#### Written request
Rewrite every row below, switching "Annotation task" to "Labeling task" wherever it occurs and keeping everything else unchanged. Leave the pictures out of your answer.

(Collection entries)

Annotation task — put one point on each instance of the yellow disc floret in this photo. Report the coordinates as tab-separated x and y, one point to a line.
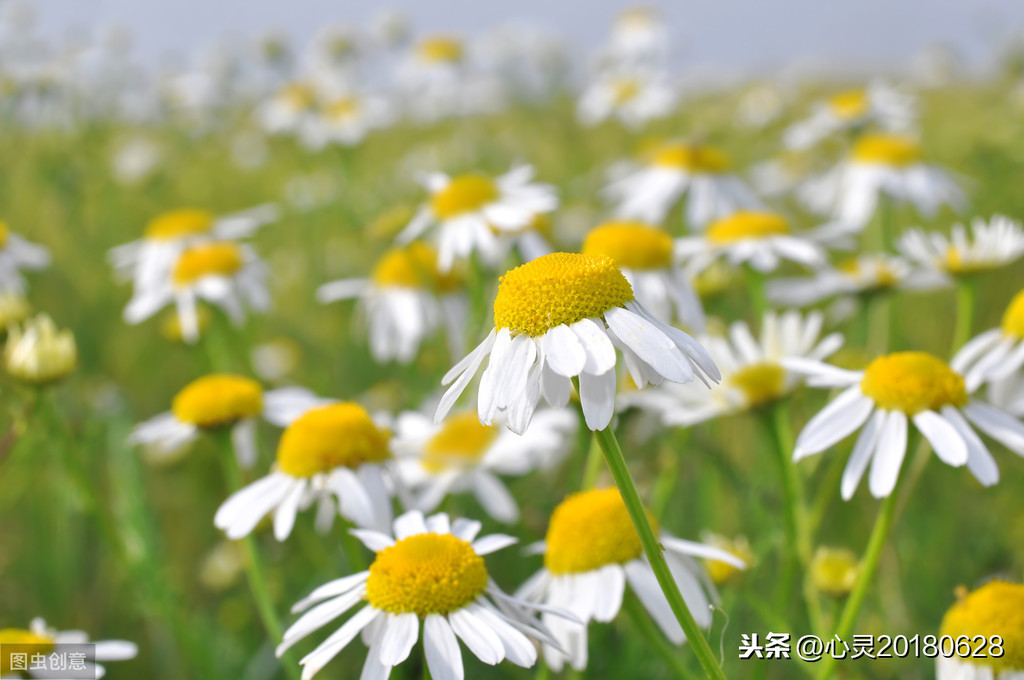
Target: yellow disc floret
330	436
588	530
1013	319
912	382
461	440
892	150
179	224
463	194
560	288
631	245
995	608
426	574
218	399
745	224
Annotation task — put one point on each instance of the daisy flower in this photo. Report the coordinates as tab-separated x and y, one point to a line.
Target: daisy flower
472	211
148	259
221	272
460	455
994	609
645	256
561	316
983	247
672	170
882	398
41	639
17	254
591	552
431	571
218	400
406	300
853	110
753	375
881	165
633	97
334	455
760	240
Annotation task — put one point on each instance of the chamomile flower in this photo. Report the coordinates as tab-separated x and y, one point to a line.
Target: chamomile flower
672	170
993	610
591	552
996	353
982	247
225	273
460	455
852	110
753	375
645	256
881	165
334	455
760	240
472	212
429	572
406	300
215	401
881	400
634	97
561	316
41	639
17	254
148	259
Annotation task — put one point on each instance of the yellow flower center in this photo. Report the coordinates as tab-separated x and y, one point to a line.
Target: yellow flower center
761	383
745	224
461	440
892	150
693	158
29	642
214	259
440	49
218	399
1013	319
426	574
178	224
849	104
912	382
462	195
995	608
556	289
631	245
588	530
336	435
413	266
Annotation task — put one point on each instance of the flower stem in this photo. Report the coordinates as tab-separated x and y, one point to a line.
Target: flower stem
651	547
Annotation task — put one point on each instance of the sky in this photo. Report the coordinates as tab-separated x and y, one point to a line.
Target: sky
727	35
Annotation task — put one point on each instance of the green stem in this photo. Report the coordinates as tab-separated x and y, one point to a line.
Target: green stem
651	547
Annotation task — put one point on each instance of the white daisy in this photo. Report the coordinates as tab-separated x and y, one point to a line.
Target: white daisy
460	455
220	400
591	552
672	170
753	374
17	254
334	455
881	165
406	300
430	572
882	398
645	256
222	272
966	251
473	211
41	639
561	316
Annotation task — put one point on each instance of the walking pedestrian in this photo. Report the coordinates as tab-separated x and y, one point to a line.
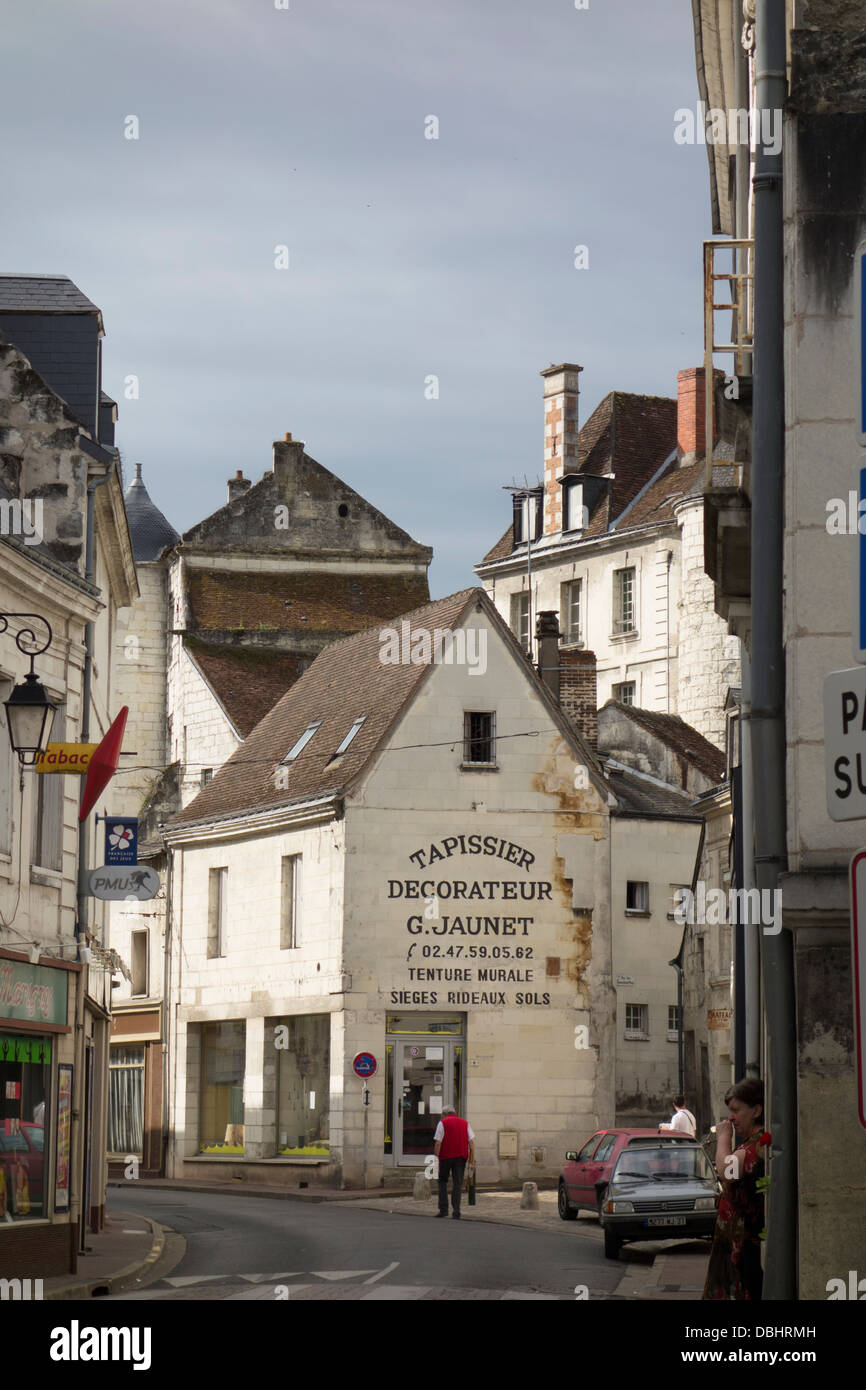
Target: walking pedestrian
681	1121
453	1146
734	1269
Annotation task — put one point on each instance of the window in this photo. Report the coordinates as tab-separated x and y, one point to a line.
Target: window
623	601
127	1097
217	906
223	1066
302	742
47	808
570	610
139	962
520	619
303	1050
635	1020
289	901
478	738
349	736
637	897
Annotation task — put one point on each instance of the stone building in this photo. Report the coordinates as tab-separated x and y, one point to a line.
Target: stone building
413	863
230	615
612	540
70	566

#### Task answer
Labeling task — put one point on each instance of the yellow disc floret in this photo. Report the coordinates as tab-separated x and y, one point to a line.
Target: yellow disc floret
330	436
588	530
1013	319
912	382
461	440
892	150
179	224
463	194
560	288
631	245
995	608
426	574
218	399
745	224
Labeling task — put one point on each instance of the daisy flower in this photo. Report the coordinates as tab-separated x and y, one point to a line.
Target: daisy flower
472	211
148	259
221	272
460	455
994	609
645	256
561	316
983	247
672	170
882	398
41	639
17	254
591	552
431	571
218	400
406	300
853	110
753	375
881	165
633	97
334	455
760	240
Labeling task — put one point on each instance of the chamomile flower in this photo. Report the coordinates as tab-separated x and y, one point to a line.
Target: chamomile flower
672	170
993	610
591	552
996	353
982	247
225	273
460	455
852	110
753	375
645	256
881	165
334	455
760	240
472	212
429	572
406	300
215	401
881	400
634	97
561	316
41	639
17	254
148	259
Labeling task — put one point on each instance of the yellow flower center in this photo. Report the coordinates as tab-separated x and y, one point to a line.
Target: yellow flower center
761	383
745	224
461	440
892	150
693	158
29	642
214	259
440	49
218	399
1013	319
426	574
178	224
849	104
912	382
462	195
995	608
556	289
631	245
588	530
336	435
413	266
Labeling task — put one point on each instance of the flower stem in this photo. Report the coordinates as tab-separated x and y, one point to a line.
Target: flower stem
651	547
Labeling task — put one point on each instance of the sky in this photo. Report the coordinates as tab-separated x and y, one point to a line.
Target: sky
727	35
Labeling task — put one point on each instance of the green stem in this photo. Report the coordinates as tab-separated x and y, one point to a line.
Target: green stem
651	547
Labeling task — put one point on each instance of the white daisy in this photo. Report the coordinates as tab-separated x and y, one point to a line.
Target: white daisy
460	455
220	400
591	552
672	170
753	374
17	254
334	455
881	165
406	300
430	572
882	398
645	256
222	272
966	251
473	211
41	639
561	316
Labeling task — put one point on each instance of the walking pedestrian in this photo. Report the coordinates as tab-separated x and y, one point to a line.
Target: walking pedestrian
681	1121
453	1146
734	1269
Labeling task — put one point on each instance of the window in this photo. Report the coordinates as tab-separated x and y, one point to a line.
Target: window
623	601
127	1097
217	906
223	1066
302	742
47	808
570	610
139	962
520	619
303	1050
635	1020
289	901
478	738
349	736
637	897
Labeling task — put one point on each instance of the stone building in this photo. Report the coordinates as tab-separated x and y, one point to a line.
Target: stone building
413	863
230	615
612	540
70	566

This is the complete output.